Items from a data source
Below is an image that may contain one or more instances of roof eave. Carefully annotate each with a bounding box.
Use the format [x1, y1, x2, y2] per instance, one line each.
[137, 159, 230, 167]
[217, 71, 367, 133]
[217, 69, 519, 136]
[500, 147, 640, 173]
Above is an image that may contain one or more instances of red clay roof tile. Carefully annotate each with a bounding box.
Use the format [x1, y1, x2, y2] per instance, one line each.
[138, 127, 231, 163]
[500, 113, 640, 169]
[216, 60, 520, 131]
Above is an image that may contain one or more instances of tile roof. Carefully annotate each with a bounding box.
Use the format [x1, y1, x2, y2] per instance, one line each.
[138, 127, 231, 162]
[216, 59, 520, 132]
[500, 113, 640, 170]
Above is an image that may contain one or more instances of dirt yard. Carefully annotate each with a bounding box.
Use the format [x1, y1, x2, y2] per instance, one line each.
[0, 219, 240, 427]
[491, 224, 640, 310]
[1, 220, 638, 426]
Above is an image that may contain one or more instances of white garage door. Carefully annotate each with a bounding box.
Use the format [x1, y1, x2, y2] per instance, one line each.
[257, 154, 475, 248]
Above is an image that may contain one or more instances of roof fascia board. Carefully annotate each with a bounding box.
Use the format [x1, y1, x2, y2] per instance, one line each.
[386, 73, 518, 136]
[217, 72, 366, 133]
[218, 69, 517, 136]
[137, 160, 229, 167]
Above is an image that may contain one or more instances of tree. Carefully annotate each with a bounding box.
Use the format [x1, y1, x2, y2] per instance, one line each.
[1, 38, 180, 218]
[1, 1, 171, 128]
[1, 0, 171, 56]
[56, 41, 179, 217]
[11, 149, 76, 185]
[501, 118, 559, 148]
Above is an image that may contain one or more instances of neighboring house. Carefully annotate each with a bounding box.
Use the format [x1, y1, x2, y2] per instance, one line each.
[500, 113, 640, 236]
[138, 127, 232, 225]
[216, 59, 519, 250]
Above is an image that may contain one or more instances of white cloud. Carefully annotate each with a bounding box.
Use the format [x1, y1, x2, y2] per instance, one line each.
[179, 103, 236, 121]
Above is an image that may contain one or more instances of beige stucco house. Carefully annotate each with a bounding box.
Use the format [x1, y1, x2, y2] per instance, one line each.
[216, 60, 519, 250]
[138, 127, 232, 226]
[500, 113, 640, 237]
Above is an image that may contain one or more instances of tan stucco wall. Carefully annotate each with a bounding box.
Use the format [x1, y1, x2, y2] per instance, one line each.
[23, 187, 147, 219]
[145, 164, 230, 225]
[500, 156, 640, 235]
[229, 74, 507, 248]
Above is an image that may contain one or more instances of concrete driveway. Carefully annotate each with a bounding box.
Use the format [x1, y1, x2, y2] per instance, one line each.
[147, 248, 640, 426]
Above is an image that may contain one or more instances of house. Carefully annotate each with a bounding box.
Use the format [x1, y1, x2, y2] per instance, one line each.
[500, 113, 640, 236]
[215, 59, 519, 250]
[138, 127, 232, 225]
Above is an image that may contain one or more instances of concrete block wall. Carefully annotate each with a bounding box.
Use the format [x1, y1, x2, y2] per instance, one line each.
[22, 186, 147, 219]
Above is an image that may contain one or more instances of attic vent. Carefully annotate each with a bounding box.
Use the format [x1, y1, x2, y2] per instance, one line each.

- Work order -
Find every line of the data that includes the string "tile". Copy each of those lines.

- Completed exercise -
Above is an image that may contain one or more instances of red clay roof tile. Carefully annotate each with a bounding box.
Above is an image that may contain one or more instances of tile roof. Carefully annotate each with a bounding box.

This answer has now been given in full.